* _Task details_:
Print all records exactly, leaving nothing out.

Excerpts of pointing data
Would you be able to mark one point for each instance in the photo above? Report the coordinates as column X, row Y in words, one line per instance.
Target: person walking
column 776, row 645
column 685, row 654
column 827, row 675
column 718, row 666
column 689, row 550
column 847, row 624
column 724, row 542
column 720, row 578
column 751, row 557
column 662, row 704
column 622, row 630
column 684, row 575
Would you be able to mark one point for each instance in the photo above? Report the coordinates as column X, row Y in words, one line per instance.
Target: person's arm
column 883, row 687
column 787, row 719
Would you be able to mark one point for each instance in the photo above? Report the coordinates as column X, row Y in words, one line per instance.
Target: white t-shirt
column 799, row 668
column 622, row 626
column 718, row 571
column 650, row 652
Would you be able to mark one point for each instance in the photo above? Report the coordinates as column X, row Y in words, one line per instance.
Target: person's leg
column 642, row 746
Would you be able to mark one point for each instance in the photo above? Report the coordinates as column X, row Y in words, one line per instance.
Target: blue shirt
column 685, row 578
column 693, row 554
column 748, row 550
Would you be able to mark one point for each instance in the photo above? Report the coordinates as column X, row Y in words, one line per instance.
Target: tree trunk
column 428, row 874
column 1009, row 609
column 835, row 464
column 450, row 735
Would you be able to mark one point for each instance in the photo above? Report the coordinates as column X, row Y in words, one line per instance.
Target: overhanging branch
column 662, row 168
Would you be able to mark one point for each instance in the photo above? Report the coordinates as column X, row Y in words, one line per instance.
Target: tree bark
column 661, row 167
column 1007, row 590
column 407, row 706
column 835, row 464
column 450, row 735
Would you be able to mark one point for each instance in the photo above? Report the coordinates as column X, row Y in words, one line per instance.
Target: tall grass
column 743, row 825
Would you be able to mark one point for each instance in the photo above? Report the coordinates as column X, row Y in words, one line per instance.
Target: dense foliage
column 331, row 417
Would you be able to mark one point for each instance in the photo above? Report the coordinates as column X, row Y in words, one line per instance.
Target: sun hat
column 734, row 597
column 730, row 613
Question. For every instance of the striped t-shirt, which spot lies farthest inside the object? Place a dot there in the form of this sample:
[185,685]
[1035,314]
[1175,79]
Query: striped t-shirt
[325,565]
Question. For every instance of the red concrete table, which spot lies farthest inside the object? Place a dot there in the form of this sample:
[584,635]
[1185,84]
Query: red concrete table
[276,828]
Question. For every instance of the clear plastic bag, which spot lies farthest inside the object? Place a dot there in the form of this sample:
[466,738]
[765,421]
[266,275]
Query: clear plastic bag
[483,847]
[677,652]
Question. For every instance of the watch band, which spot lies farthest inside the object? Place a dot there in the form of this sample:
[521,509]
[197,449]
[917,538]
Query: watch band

* _Result for this exercise_:
Would you be able to mark one point for each instance in the photo above? Report the coordinates as column X, row Y in words, one line per instance.
Target: person walking
column 776, row 645
column 685, row 654
column 827, row 675
column 718, row 666
column 689, row 550
column 847, row 624
column 724, row 542
column 720, row 578
column 751, row 557
column 662, row 704
column 622, row 630
column 684, row 575
Would you be able to mark one point for each instance in the photo above? Report the coordinates as column X, row Y in words, one line per instance.
Target: person's arm
column 883, row 687
column 787, row 719
Would you be able to mark one point for each instance in the photo above? Report the coordinates as column X, row Y in words, one line per instance.
Target: white t-shirt
column 799, row 668
column 622, row 626
column 718, row 571
column 650, row 652
Would you be able to mark one point for each instance in the photo above? Report the coordinates as column X, row Y in words, one line per instance.
Target: person's leg
column 642, row 746
Would you be able to mark one point for each instance in the photo above? Report the coordinates as column X, row Y in words, one line per instance.
Target: blue shirt
column 685, row 578
column 693, row 554
column 748, row 550
Would you be able to mark one point for each instance in the photo above? Report the coordinates as column X, row Y in words, one line per instance.
Target: tree trunk
column 428, row 874
column 1009, row 609
column 835, row 464
column 450, row 735
Would you be able to mark one point for each instance in the photo above? Report the coordinates as column X, row Y in words, one line per instance.
Target: overhanging branch
column 662, row 168
Would you be able to mark one point for each instance in the photo above? Report the coordinates as column X, row Y in words, one line per instance.
Target: tree bark
column 661, row 167
column 1007, row 590
column 407, row 706
column 835, row 464
column 450, row 735
Would you be able to mark one point for each instance in the photo above? Report the coordinates as column X, row Y in words, one line per instance.
Target: tall grass
column 743, row 825
Would you be able to mark one point for each instance in the photo above? Report the coordinates as column X, row Y in words, one line per instance.
Target: dense foliage
column 331, row 417
Would you be able to mark one point for each instance in the photo above? Report the coordinates as column X, row Y in words, one line per instance.
Target: sun hat
column 734, row 597
column 730, row 613
Question. For every instance of the striped t-shirt, which spot lies farthest inside the object? Place a dot there in the form of this sample:
[185,685]
[1035,314]
[1175,79]
Query: striped t-shirt
[325,565]
Question. For every instance of the red concrete table, which spot lies farthest inside the object? Place a dot there in the form of this sample:
[584,635]
[1185,84]
Query: red concrete table
[276,828]
Question. For every instance of the clear plastic bag, which spot lies farthest inside the object? Place a dot there in the form of this sample:
[466,738]
[765,421]
[266,275]
Query: clear plastic bag
[483,847]
[677,652]
Question. For every instance of the watch band, which spot lies farthest inside the object? Place a dot there in the form of this sample:
[521,509]
[197,449]
[917,538]
Query: watch band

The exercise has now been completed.